◆ Data listing:
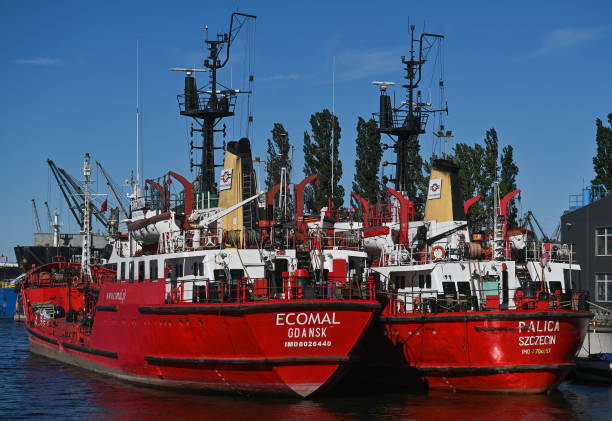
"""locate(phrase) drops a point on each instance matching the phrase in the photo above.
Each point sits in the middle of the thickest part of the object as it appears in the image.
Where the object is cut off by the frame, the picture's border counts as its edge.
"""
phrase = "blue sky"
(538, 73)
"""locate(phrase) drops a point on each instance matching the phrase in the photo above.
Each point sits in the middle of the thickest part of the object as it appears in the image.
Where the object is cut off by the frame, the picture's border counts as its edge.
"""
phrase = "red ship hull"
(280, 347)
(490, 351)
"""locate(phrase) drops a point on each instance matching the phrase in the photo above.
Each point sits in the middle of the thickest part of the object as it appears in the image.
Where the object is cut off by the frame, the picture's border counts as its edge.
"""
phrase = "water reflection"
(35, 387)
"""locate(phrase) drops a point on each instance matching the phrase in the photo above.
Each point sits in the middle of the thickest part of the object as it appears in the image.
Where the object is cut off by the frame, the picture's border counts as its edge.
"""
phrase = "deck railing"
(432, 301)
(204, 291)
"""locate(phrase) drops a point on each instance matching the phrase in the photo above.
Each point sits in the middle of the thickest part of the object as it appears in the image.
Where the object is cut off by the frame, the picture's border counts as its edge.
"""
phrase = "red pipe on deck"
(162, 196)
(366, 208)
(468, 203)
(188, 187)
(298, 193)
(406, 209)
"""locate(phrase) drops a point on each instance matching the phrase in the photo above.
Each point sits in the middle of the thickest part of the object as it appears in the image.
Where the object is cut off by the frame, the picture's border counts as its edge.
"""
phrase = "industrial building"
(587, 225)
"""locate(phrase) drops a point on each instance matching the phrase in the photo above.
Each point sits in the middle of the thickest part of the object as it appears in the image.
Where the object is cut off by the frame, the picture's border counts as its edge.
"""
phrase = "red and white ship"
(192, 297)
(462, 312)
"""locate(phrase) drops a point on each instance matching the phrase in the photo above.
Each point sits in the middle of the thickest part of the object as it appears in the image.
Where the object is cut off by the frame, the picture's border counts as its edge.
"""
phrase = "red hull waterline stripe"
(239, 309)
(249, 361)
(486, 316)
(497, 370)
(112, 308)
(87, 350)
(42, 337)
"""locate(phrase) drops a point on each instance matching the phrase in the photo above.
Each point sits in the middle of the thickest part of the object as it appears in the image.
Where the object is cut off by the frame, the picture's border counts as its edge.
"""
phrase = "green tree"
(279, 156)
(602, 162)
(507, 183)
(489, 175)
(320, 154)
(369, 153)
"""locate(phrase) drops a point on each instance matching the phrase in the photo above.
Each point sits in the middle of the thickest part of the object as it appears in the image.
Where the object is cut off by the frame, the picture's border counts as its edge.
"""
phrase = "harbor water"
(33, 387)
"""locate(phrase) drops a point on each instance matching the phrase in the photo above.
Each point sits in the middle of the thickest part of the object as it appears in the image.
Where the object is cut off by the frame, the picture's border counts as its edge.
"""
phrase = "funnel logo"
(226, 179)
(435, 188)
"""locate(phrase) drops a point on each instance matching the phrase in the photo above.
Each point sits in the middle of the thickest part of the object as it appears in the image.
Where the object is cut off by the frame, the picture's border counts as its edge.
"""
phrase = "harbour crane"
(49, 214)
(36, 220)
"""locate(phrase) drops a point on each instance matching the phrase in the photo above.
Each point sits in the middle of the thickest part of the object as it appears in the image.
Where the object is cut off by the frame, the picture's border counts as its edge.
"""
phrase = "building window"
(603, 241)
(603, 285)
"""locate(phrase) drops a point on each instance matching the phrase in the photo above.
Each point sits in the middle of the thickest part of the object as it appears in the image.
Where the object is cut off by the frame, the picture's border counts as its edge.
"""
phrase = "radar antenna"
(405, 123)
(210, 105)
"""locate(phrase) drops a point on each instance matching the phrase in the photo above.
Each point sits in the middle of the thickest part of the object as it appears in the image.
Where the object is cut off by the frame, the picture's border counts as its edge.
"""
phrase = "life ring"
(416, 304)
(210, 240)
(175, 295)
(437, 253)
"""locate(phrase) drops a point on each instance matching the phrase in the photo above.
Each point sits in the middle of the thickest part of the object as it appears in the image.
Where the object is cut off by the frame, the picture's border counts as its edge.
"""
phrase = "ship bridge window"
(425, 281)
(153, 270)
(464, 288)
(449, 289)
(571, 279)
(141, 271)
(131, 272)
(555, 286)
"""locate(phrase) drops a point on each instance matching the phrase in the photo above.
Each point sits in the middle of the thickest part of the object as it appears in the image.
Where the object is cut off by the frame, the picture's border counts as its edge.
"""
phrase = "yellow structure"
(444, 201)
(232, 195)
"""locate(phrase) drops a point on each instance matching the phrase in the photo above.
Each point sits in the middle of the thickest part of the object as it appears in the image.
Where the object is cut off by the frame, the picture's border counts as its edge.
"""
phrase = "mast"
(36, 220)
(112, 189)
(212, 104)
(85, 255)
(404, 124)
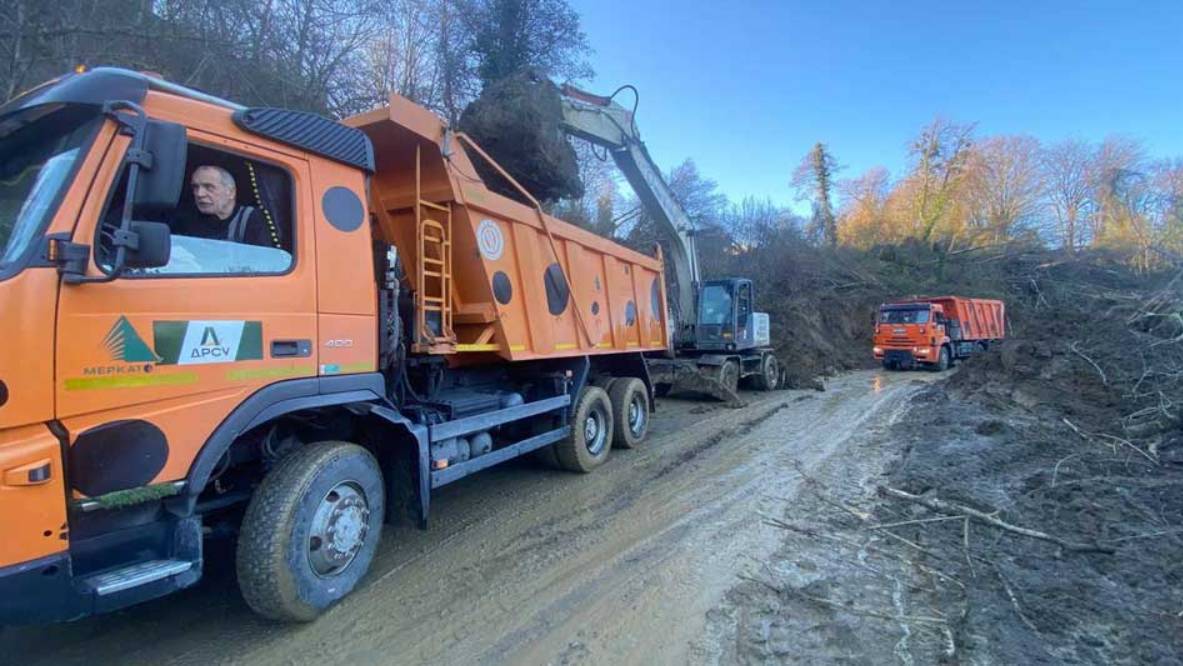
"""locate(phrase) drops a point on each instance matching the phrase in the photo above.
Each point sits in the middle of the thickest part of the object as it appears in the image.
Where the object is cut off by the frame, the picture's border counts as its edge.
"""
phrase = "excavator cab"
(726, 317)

◆ Goal:
Go back to the records above and write them out exactly, without the pictures.

◆ Output of the task:
"""locate(phrase) drops a point on each instance matching the phrase in the photo above.
Each point sits in the middle of the thickest part of the object as it appears in the image.
Where the object is cut off by the frame, the picture's border counts as its edge.
"""
phrase = "blue sky"
(538, 73)
"""locate(phrase) drops a point on each instance matching the phrase in the photo above.
Each point sits in the middle of the thickest part of the object as it appears in the image.
Where the object is cut off by the frame, the picture's border counts as its edge.
"""
phrase = "red ship hull"
(280, 347)
(490, 351)
"""locate(phrase) drops a point on each instance matching the phrase in the photo above.
Each point sits in the middle of the thickest part of the object as it appears in the image.
Where the object is cut off by the frame, the picture's border counts as its edge.
"""
phrase = "water reflection"
(35, 387)
"""locate(phrase) drops a point on each instance matching the phrase in the photo above.
Each point sits in the middle of the thickest part of the object as it appears in the image.
Where the object is cut off by the frame, the picture's border counts as its edge.
"""
phrase = "deck railing"
(432, 301)
(204, 291)
"""locate(phrase) drops a point on each instance matching the phrase in the photo above.
Each point sits in the middle of the thickest part of the object as it appears in the image.
Where the object is cut off by the frame, the picture's border counts as its edge.
"""
phrase = "red pipe on deck"
(162, 196)
(366, 208)
(468, 203)
(188, 187)
(298, 193)
(406, 209)
"""locate(phrase) drops a point on each instance matching the phrase in the photo above.
Each point sits in the middle of the thickest part of the object as it appears in the image.
Where the object is cut off by the frame, the picture's border counts as its edge.
"""
phrase = "industrial building"
(587, 225)
"""locate(phrase) drops a point on each instance matching the phrase in the photo above.
Each point sits in the middle of the thickest part of the object as it appears in the image.
Where the object is cut off by the frame, the picture's border counts as its edge.
"""
phrase = "red and white ship"
(192, 297)
(462, 312)
"""locate(phrase) drops a point on each instance matching the phrase in the photo above.
Each point sits in the middle of the thickest part of the object as it appears in the image.
Where the object is cut off by the frame, the picture's border counts as its edge.
"""
phrase = "red hull waterline stripe"
(239, 309)
(249, 361)
(486, 316)
(497, 370)
(112, 308)
(87, 350)
(42, 337)
"""locate(phrase) drops a point on each instance matching the phrase in the photo above.
Each point sits in the middle of the thickest part of the object as it appears in the image.
Where the object is cut off by the frame, the picture's border counts as its edge.
"""
phrase = "green tree"
(279, 156)
(602, 162)
(507, 183)
(489, 175)
(320, 154)
(369, 153)
"""locate(phrase) drops a point on each instance matching the phrase in the photo above.
Each point sits in the middle of the thickest part of the object as it appears in the image.
Where the object is cut off by the frame, the picture's border counts as its edge.
"""
phrase = "harbor water"
(33, 387)
"""locate(phrase) drops a point on each instance matching the phrase in the photo above.
Each point sits in the middle of the thickest part of the object as it appears in the image.
Where the object is cut off by the frame, the picture's border counts as its edge.
"""
phrase = "funnel logo"
(226, 179)
(435, 188)
"""locate(phrase) drops a point on each instance matching the phrase in the photo above.
Each point sits in the middle of the thickest part of the object as it appears in the image.
Where the object is cut off by the frame, the picture's border counts as its edge.
"""
phrase = "harbour crane"
(49, 214)
(36, 220)
"""locate(phrase) drops a point on each instance matching the phrase in the photo above.
Each point sits in the middle of the thickest part of the object as it appears in the image.
Where the object is cut off by the frame, the picture's border counts as its edge.
"""
phrase = "building window"
(603, 241)
(603, 285)
"""locate(phrase) drops a point on each instance matching the phrase in the photo above.
Each point sits in the middle of the thickest part of the object as it appears in the image.
Where the object is cut off by the frame, the picture's border counts as its edge.
"""
phrase = "radar antenna"
(405, 123)
(210, 105)
"""locate(phrase) drops a point on each instance matching the phrase in the photo above.
Each point sits in the middle of the thickest part of the object as it appears in the image.
Where the object is cut off by the frame, the picture's border counts as its edge.
"""
phrase = "life ring"
(416, 304)
(210, 240)
(175, 295)
(437, 253)
"""locate(phrase) drops a point on each instance matching the phrase in the photo above.
Each point sits in the middle of the thickest part of the object as it appears in the image.
Where the object is cut off by the frame, the picture's border counts as its edge.
"""
phrase = "ship bridge window"
(425, 281)
(153, 270)
(464, 288)
(449, 289)
(571, 279)
(141, 271)
(131, 272)
(555, 286)
"""locate(phrase) drops a point on each instance matching the phrase in the photo above.
Each point sits in the middle of the thickest part of the object as it appears in the image.
Where the object is cut off by the frame, the picture's border counts as its edge.
"""
phrase = "yellow structure"
(444, 201)
(232, 195)
"""locate(phrase) drops a point on each instance matching the phrase in the photo above.
Each point sits in the middle of the thickest part of the object as it appears in the image.
Where the object is cut off by the frame, the picture's border counts as its edge.
"""
phrase = "mast"
(36, 220)
(112, 189)
(212, 104)
(85, 255)
(404, 124)
"""locate(phrase) drops a point on each instance matching the phrase in the photo above.
Each point sits in the middle of the thickest part of the object as it appears in the image.
Where the object is cut off by the frame, the picture's border counts as its edge.
"""
phrase = "excavator cab"
(726, 317)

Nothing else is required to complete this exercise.